Reproduce the rows below without alteration, beginning with the line that contains "Can you tell me where the mesh" and ending after the line that contains "18,150 -> 779,600".
— start —
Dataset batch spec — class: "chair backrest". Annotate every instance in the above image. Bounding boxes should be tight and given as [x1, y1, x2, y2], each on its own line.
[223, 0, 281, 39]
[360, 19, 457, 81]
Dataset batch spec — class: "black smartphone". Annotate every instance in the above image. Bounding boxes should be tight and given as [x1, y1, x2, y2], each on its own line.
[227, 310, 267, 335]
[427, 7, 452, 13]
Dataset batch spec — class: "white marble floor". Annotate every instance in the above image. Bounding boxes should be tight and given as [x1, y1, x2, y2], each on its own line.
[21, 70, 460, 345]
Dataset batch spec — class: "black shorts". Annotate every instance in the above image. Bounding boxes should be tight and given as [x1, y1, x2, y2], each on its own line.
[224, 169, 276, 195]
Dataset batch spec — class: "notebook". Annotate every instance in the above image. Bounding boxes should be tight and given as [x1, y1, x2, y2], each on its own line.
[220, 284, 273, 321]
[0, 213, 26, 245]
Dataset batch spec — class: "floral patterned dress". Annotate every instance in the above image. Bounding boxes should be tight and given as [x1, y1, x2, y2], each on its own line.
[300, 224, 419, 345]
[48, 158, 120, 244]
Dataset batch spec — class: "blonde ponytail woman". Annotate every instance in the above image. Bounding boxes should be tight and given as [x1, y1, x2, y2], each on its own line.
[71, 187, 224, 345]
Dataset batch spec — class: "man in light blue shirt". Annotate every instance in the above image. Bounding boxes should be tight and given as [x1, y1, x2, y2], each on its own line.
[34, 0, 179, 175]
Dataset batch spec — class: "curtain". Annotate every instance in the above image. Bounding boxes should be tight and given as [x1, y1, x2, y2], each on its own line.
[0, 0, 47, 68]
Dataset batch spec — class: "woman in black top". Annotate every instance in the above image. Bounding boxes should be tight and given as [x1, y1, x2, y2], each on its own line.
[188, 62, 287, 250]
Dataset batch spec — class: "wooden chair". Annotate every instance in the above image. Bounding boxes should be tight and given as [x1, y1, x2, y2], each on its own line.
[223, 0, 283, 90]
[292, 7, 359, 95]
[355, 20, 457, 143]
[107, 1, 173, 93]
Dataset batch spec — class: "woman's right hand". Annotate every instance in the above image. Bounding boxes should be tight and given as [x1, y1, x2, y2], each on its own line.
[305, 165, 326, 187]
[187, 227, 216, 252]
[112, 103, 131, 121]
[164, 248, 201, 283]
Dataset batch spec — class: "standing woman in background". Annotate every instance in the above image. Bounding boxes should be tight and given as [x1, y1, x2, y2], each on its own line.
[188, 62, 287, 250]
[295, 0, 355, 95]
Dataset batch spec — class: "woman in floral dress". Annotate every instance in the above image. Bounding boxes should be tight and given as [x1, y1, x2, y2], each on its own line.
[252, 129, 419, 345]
— end —
— start —
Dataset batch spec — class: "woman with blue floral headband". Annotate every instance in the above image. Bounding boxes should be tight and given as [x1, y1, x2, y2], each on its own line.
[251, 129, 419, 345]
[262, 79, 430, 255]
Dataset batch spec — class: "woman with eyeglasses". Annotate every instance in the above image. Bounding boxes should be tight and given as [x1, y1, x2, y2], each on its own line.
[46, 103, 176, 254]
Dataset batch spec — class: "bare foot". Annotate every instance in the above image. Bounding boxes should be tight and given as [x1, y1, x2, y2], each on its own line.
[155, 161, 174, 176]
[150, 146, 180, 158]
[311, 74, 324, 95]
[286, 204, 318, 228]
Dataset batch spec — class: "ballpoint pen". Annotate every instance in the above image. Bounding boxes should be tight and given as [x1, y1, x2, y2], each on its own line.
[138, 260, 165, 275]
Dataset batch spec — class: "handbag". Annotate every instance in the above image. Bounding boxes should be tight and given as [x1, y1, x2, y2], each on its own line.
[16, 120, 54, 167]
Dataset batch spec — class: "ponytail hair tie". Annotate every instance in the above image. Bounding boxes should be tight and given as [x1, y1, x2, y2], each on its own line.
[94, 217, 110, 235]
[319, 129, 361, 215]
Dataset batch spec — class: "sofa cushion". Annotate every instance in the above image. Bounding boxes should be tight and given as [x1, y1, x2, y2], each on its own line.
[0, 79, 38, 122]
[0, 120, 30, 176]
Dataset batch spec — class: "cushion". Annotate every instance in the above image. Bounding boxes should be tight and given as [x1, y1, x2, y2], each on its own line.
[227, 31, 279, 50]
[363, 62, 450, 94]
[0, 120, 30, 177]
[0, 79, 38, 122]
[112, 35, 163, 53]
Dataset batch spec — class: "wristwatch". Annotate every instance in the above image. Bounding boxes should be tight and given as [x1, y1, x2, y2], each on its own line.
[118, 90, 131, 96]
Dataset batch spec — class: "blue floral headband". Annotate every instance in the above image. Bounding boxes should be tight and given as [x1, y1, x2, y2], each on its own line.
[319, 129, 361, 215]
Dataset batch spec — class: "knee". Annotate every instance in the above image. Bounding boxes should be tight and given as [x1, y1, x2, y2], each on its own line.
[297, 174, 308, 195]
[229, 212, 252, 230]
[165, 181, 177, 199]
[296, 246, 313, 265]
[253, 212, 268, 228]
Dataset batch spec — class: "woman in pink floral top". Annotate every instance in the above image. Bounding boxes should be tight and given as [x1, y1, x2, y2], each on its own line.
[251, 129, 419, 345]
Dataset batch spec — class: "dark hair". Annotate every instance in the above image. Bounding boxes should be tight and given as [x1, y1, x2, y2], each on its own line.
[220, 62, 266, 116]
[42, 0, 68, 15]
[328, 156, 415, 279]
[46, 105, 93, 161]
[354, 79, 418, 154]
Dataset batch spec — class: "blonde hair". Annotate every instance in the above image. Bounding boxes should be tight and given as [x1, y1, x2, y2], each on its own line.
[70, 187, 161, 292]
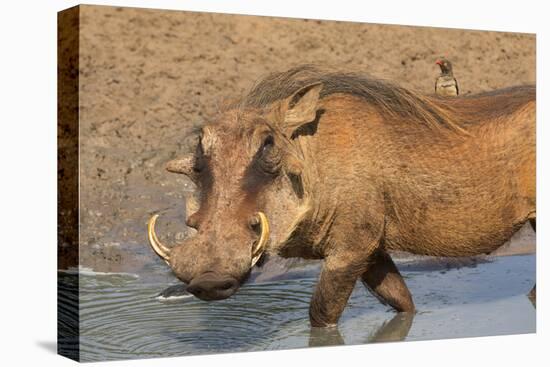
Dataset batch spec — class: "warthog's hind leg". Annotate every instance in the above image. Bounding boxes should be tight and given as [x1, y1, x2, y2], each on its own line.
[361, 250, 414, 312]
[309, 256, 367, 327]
— end —
— start —
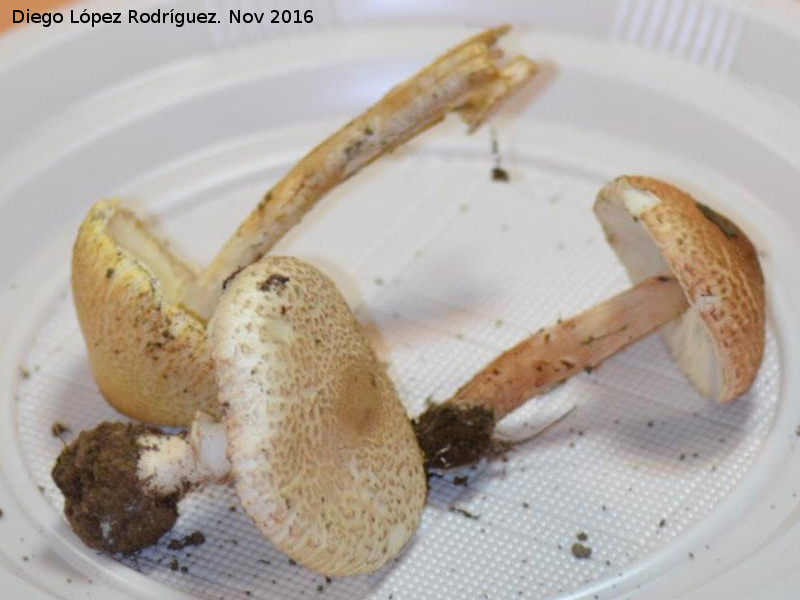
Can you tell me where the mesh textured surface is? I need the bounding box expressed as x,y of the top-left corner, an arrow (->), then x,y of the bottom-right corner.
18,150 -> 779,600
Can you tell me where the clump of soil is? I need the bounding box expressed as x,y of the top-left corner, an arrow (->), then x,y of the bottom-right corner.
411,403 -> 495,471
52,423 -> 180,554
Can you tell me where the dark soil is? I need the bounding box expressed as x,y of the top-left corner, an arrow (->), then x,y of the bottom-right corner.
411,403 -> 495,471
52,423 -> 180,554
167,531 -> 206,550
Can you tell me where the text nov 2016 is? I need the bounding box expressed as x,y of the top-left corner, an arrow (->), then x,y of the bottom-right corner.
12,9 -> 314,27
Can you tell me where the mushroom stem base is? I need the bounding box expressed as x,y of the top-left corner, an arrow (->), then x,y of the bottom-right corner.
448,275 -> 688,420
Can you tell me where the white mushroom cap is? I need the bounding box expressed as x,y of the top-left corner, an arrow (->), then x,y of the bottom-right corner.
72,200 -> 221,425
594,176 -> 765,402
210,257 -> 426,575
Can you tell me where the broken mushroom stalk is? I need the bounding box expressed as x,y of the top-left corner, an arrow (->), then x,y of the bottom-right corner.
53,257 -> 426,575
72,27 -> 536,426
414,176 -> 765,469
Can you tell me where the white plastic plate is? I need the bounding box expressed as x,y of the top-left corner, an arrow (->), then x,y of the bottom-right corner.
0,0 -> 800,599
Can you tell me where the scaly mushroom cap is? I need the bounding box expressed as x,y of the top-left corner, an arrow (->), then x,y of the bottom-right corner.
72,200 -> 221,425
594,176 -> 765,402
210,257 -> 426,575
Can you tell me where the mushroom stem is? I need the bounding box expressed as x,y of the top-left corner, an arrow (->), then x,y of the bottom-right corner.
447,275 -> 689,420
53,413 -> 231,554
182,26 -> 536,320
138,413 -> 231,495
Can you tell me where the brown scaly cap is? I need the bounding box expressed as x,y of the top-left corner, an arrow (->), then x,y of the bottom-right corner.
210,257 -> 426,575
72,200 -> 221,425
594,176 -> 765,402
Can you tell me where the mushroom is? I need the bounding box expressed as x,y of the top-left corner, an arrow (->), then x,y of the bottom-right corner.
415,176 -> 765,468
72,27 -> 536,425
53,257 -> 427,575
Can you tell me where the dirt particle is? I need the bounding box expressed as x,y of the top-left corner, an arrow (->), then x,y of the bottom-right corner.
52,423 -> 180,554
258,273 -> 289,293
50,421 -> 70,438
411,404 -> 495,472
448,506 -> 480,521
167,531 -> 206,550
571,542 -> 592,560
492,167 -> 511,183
— end —
* _Complete answer_
Can you tell me where the mesh textured surface is? I need the bounding box expressed as x,y of the top-left corner, an arrow (->), then x,y of the bottom-right corner.
18,150 -> 779,600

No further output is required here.